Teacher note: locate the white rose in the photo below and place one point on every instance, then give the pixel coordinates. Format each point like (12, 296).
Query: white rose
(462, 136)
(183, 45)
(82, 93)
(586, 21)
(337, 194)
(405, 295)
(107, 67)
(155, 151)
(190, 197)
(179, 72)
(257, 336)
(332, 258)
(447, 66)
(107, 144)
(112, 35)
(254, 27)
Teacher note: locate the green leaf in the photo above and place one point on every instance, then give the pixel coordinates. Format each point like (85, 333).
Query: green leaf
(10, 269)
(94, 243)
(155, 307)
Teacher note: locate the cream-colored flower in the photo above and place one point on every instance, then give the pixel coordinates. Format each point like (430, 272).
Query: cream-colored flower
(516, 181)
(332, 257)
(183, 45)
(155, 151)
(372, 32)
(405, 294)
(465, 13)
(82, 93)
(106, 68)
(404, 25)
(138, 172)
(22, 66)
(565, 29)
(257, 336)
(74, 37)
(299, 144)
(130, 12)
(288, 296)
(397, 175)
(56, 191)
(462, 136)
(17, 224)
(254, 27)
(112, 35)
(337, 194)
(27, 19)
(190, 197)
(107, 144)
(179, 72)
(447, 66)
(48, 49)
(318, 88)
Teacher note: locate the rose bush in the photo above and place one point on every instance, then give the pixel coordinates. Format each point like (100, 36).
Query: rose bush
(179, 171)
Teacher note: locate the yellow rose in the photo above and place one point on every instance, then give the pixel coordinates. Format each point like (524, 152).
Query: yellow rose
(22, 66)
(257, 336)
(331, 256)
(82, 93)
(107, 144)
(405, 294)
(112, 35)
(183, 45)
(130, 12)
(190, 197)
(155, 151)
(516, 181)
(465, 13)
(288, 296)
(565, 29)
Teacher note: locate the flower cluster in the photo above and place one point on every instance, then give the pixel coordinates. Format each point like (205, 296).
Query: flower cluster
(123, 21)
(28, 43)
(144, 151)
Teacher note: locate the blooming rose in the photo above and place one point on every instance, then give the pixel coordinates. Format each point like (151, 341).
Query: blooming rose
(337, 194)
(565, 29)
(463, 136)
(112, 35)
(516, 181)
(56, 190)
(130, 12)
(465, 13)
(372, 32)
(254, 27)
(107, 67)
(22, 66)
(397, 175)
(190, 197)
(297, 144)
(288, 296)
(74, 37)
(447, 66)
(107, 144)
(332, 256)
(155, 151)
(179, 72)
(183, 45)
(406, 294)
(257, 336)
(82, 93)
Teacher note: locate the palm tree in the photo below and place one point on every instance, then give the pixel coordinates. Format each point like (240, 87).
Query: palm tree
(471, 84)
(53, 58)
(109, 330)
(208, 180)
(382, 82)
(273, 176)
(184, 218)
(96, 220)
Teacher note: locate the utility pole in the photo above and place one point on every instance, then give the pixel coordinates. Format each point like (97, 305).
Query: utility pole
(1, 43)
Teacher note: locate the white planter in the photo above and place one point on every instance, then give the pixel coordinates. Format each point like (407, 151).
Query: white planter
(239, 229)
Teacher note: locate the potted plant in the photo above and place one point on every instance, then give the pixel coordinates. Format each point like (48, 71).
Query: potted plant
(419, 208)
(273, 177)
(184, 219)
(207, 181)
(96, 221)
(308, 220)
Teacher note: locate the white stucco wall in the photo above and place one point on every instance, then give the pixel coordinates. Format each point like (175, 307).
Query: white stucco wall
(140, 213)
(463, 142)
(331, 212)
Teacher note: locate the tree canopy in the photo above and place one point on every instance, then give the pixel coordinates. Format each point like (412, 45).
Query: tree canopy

○ ○ ○

### WORK INSTRUCTION:
In full and without alteration, repeat the records.

### ANSWER SPACE:
Teacher note: locate the white rose in the photo below and place one point on every instance, then give the pixel coordinates. Format each point like (12, 296).
Query: white rose
(462, 136)
(183, 45)
(82, 93)
(586, 21)
(337, 194)
(405, 295)
(107, 67)
(155, 151)
(190, 197)
(179, 72)
(257, 336)
(332, 258)
(447, 66)
(107, 144)
(112, 35)
(254, 27)
Teacher note: locate the green leaf in the photo above and place one point on every instance, then give the pixel coordinates. Format each point like (85, 333).
Query: green leaf
(10, 269)
(94, 243)
(155, 307)
Teacher note: locate the cream-colored flower in the photo above and place one point on every instance, then give the pixel coordinates. Format each point like (430, 272).
Query: cream-colored flower
(516, 181)
(332, 257)
(183, 45)
(155, 151)
(372, 32)
(405, 294)
(465, 13)
(82, 93)
(106, 68)
(404, 25)
(138, 172)
(22, 66)
(565, 29)
(257, 336)
(74, 37)
(299, 144)
(130, 12)
(288, 296)
(397, 175)
(56, 191)
(462, 136)
(17, 224)
(254, 27)
(112, 35)
(337, 194)
(27, 19)
(190, 197)
(107, 144)
(179, 72)
(447, 66)
(48, 49)
(318, 88)
Teacher note: locate the rose bush in the photo above and place one point on every instance, then give the pixel coordinates. Format each point like (100, 36).
Query: rose bush
(179, 171)
Teacher note: locate the yellow rose in the photo above and place one point on every instance, then give the pixel coordinates. Format each point like (524, 152).
Query: yellow rose
(22, 66)
(257, 336)
(331, 256)
(82, 93)
(107, 144)
(405, 294)
(112, 35)
(183, 45)
(130, 12)
(190, 197)
(155, 151)
(516, 181)
(465, 13)
(288, 296)
(565, 29)
Teacher note: locate the flower cluster in the photo above and place one point on every instance, then give the pixel coordinates. Format each point like (205, 296).
Query: flower cluster
(123, 21)
(28, 43)
(144, 151)
Teacher note: locate the blooming rose in the photo above and place one point on every instance, then give the pixel coordinates. Format each point like (151, 341).
Query: blooming rose
(337, 194)
(565, 29)
(463, 136)
(112, 35)
(516, 181)
(56, 190)
(130, 12)
(465, 13)
(372, 32)
(254, 27)
(107, 67)
(22, 66)
(397, 175)
(190, 197)
(297, 144)
(288, 296)
(74, 37)
(447, 66)
(107, 144)
(332, 256)
(155, 151)
(179, 72)
(183, 45)
(406, 294)
(257, 336)
(82, 93)
Teacher note: locate the palm tree in the photo below and place one point on every instance, then give the pixel coordinates. Format each point like (240, 87).
Query: palm tree
(471, 84)
(53, 58)
(109, 330)
(208, 180)
(382, 82)
(273, 176)
(184, 218)
(96, 220)
Teacher note: locate the utility pole in the photo above and place one point on every instance, then give the pixel coordinates. Format each point like (97, 305).
Query: utility pole
(1, 43)
Teacher note: locate the white planter in the photo above and place one point on every instance, then give the pixel coordinates. Format each point like (407, 151).
Query: white planter
(239, 229)
Teacher note: locate the potted plant in the photo above and place one point on every instance, then give the pixel coordinates. Format each point like (48, 71).
Query: potted plant
(419, 208)
(273, 177)
(184, 219)
(207, 181)
(96, 221)
(308, 220)
Teacher note: locate the white stucco wall in the photo above and place one point on every instance, then give the pixel coordinates. Format each point like (175, 307).
Query: white stucco wall
(140, 213)
(463, 142)
(331, 212)
Teacher note: locate the tree canopy in the photo above and place one point on every instance, then give the pixel coordinates. Format each point like (412, 45).
Query: tree canopy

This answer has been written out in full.